#### SOURCE:

Monday, October 20, 2014

Published my first presentation on SpeakerDeck - using Python

By Vasudev Ram

SpeakerDeck is an online presentation service roughly like SlideShare. SpeakerDeck seems to have been created by Github Inc.

I just published my first presentation on SpeakerDeck. It is a quickstart tutorial for the vi editor. Note: vi, not vim. I had written the tutorial some years ago, when vim was not so widely used, and vi was the most common text editor on Unix systems.

About the tutorial:

I first wrote this vi quickstart tutorial for some friends at a company where I worked. They were Windows and network system administrators without prior Unix experience, and had been tasked with managing some Unix servers that the company had bought for client work. Since I had a Unix background, they asked me to create a quick tutorial on vi for them, which I did.

Later on, after learning the basics of vi from it, and spending some days using vi to edit Unix configuration files, write small shell scripts, etc., they told me that they had found the tutorial useful in getting up to speed on vi quickly.

So, some time later, I thought of publishing it, and sent an article proposal to Linux For You magazine (an Indian print magazine about Linux and open source software). The proposal was accepted and the article was published.

About generating the tutorial as PDF and uploading it to SpeakerDeck:

The original vi quickstart tutorial was in text format. Last year I wrote XMLtoPDFBook (as an application of xtopdf, my Python toolkit for PDF creation), which allows the user to create simple PDF e-books from XML files. So I converted the vi tutorial to XML format (*) and used it to test XMLtoPDFBook. I therefore had the tutorial available in PDF format.

(*) All you have to do for that - i.e. to convert a text file to the XML format supported by XMLtoPDFBook - is to insert each chapter's text as a <chapter> element in the XML file. Then give the XML file as the input to XMLtoPDFBook, and you're done.

SpeakerDeck requires that presentations be uploaded in PDF format. It then converts them to slides. So I thought it would be a good test of SpeakerDeck and/or xtopdf, to upload this PDF generated by xtopdf to SpeakerDeck, and see how the result turned out. I did that today. Then I viewed the resulting SpeakerDeck presentation. It was good to see that the conversion turned out well, AFAICT. All pages seem to have got converted correctly into slides.

The presentation can be viewed here:

A vi quickstart tutorial

If you prefer plain text to presentations, you can read the vi quickstart tutorial here.

- Vasudev Ram - Dancing Bison Enterprises

Click here to signup for email notifications about new products and services from Vasudev Ram.

Rows from a collection:
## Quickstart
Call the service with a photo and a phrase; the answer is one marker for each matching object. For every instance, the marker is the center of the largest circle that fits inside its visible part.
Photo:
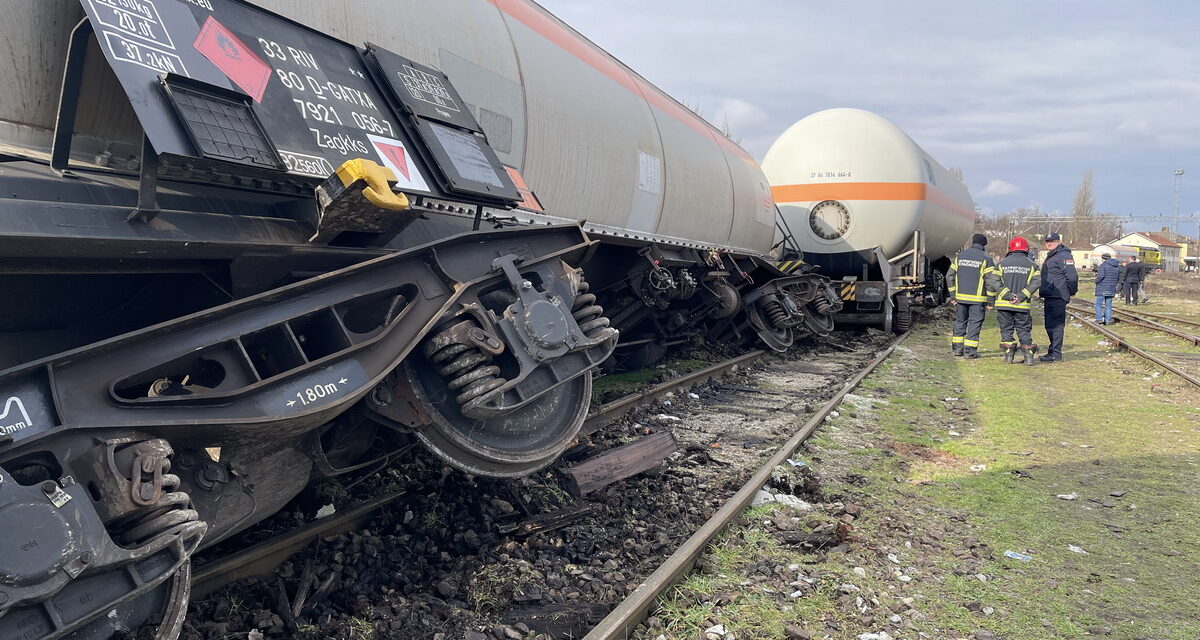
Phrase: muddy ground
(437, 566)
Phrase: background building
(1170, 252)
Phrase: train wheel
(515, 443)
(903, 321)
(817, 322)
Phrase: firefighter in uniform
(1020, 280)
(972, 282)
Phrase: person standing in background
(1019, 281)
(972, 281)
(1121, 277)
(1107, 276)
(1060, 281)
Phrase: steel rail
(619, 623)
(1162, 317)
(1133, 348)
(611, 411)
(1145, 323)
(264, 557)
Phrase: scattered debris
(621, 462)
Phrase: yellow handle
(378, 179)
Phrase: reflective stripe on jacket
(972, 276)
(1019, 275)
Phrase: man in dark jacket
(1121, 276)
(972, 281)
(1019, 281)
(1107, 276)
(1134, 274)
(1060, 281)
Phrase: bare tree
(1083, 213)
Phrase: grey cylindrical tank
(593, 139)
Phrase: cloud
(999, 187)
(979, 85)
(738, 114)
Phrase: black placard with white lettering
(312, 93)
(463, 161)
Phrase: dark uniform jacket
(1059, 276)
(1107, 277)
(972, 277)
(1135, 271)
(1020, 279)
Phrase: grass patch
(963, 460)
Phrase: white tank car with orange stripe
(850, 180)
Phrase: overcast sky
(1023, 95)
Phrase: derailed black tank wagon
(239, 253)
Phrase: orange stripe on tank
(850, 191)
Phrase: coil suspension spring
(163, 507)
(823, 306)
(462, 363)
(587, 313)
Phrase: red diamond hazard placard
(397, 159)
(233, 58)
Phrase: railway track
(264, 558)
(1144, 321)
(634, 609)
(1183, 365)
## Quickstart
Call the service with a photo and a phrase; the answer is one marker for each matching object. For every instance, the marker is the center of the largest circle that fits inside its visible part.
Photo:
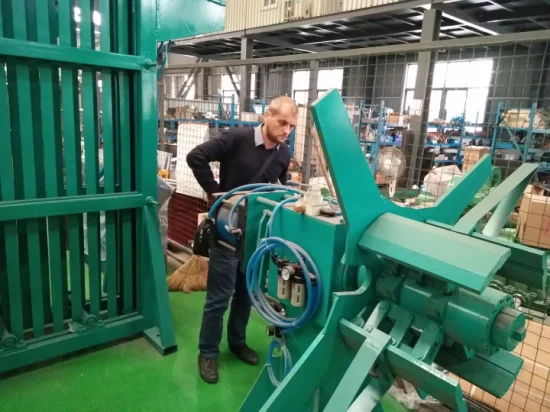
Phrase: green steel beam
(70, 205)
(403, 365)
(436, 251)
(526, 265)
(503, 199)
(449, 207)
(73, 56)
(346, 162)
(68, 342)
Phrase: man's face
(280, 125)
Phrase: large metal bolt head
(508, 329)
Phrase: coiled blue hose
(212, 211)
(264, 188)
(257, 297)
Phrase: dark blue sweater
(240, 159)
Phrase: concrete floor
(133, 376)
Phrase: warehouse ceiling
(396, 23)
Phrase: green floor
(133, 376)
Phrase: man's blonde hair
(279, 102)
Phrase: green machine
(382, 292)
(56, 299)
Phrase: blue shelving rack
(460, 126)
(232, 121)
(380, 133)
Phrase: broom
(190, 277)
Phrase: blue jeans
(225, 280)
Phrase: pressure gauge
(287, 272)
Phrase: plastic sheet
(407, 396)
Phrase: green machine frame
(404, 289)
(54, 298)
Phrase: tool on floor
(385, 292)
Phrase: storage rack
(381, 125)
(458, 146)
(230, 122)
(525, 149)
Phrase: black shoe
(209, 369)
(245, 354)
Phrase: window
(459, 88)
(327, 79)
(173, 85)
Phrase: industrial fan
(391, 164)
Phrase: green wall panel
(186, 18)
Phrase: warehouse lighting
(96, 16)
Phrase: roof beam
(279, 42)
(452, 11)
(519, 14)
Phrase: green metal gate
(59, 88)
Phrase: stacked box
(472, 155)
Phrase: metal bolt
(149, 64)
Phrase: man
(246, 155)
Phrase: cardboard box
(534, 221)
(396, 118)
(472, 155)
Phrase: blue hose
(264, 188)
(212, 212)
(257, 297)
(286, 359)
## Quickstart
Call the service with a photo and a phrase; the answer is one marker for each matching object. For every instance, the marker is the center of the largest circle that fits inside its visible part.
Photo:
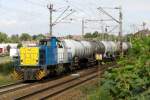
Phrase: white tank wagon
(107, 48)
(125, 46)
(80, 49)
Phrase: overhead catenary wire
(61, 14)
(64, 17)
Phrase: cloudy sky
(32, 16)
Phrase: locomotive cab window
(59, 45)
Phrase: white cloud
(7, 23)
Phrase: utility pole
(50, 7)
(83, 27)
(120, 28)
(117, 21)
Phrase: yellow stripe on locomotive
(29, 56)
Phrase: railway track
(46, 90)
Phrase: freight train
(54, 56)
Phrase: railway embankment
(131, 80)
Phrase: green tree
(25, 37)
(8, 48)
(88, 35)
(15, 38)
(3, 37)
(19, 45)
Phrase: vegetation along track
(44, 90)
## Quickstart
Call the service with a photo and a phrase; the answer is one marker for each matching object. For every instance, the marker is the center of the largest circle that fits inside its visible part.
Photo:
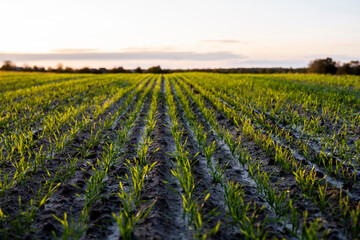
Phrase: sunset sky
(178, 34)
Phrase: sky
(178, 34)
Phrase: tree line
(322, 66)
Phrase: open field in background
(179, 156)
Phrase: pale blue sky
(179, 34)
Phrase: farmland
(179, 156)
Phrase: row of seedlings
(193, 215)
(133, 209)
(279, 200)
(244, 215)
(21, 223)
(332, 153)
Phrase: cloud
(336, 57)
(224, 41)
(75, 50)
(130, 55)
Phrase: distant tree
(326, 65)
(84, 70)
(138, 70)
(8, 66)
(156, 69)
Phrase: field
(179, 156)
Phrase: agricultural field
(179, 156)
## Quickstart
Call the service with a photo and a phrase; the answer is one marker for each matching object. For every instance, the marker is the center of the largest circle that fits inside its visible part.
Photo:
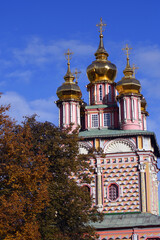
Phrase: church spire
(101, 53)
(69, 76)
(128, 71)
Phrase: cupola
(69, 90)
(101, 69)
(128, 84)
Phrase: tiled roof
(100, 106)
(128, 221)
(112, 133)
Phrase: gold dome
(69, 90)
(144, 106)
(101, 69)
(128, 84)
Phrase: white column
(132, 108)
(142, 168)
(67, 113)
(95, 93)
(129, 109)
(100, 119)
(59, 115)
(88, 116)
(105, 92)
(78, 115)
(71, 106)
(64, 115)
(112, 119)
(125, 110)
(139, 110)
(99, 188)
(73, 112)
(120, 111)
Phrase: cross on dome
(101, 25)
(127, 50)
(76, 73)
(134, 67)
(68, 55)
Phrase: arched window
(107, 119)
(86, 189)
(113, 192)
(100, 93)
(94, 120)
(109, 94)
(92, 94)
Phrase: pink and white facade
(125, 185)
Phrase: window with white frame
(107, 119)
(92, 94)
(94, 120)
(100, 93)
(109, 94)
(113, 192)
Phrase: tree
(23, 180)
(41, 179)
(70, 209)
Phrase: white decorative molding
(84, 147)
(119, 145)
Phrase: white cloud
(44, 108)
(148, 58)
(39, 53)
(20, 75)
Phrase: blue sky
(34, 34)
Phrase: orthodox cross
(134, 70)
(68, 55)
(77, 75)
(127, 50)
(101, 25)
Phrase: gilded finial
(76, 73)
(127, 53)
(101, 25)
(68, 76)
(101, 52)
(134, 69)
(68, 55)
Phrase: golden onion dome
(144, 106)
(69, 90)
(128, 84)
(101, 69)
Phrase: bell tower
(69, 101)
(102, 111)
(132, 105)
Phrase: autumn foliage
(41, 179)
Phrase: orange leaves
(23, 181)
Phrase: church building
(125, 185)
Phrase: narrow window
(95, 120)
(86, 189)
(109, 94)
(107, 119)
(113, 192)
(100, 93)
(125, 112)
(93, 94)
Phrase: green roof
(111, 133)
(114, 133)
(99, 106)
(128, 221)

#### COMPLETE THE FOLLOWING:
1. Translate this sentence from the post about publishing the vi tutorial on SpeakerDeck into Spanish: "SpeakerDeck requires that presentations be uploaded in PDF format."
2. According to the post about publishing the vi tutorial on SpeakerDeck, what format was the original vi quickstart tutorial in?
3. Write the next part of the post about publishing the vi tutorial on SpeakerDeck, picking up after its final line.

#### RESPONSE LIST:
1. SpeakerDeck exige que las presentaciones se suban en formato PDF.

2. It was in text format.

3.
Contact Page

Wednesday, October 15, 2014

Let's do some magic with Python

By Vasudev Ram

python-magic is a Python wrapper for the libmagic C library which allows you to detect the type of a file by reading and deciphering the initial part of its contents, and/or by using the magic number database for file types. The Unix command called file uses libmagic internally. When you give the command:
$ file *
at a Unix command prompt, it gives you output showing its guess (using libmagic) as to the type of each file in the current directory (because the * is a wildcard that matches all the filenames in the current directory).

For example, if there are 10 files in the directory, it may detect and tell you that the 1st file is a text file, the 2nd is the source code of a C program, the 3rd is the object (compiled) code of that C program, the 4th is a PDF file, the 5th is an HTML file, the 6th is a Linux executable (which may be the end result of linking the object code mentioned earlier with some standard libraries), and so on.

Here is a simple example showing the use of the python-magic library:
>>> import magic
>>> magic.from_file("testdata/test.pdf")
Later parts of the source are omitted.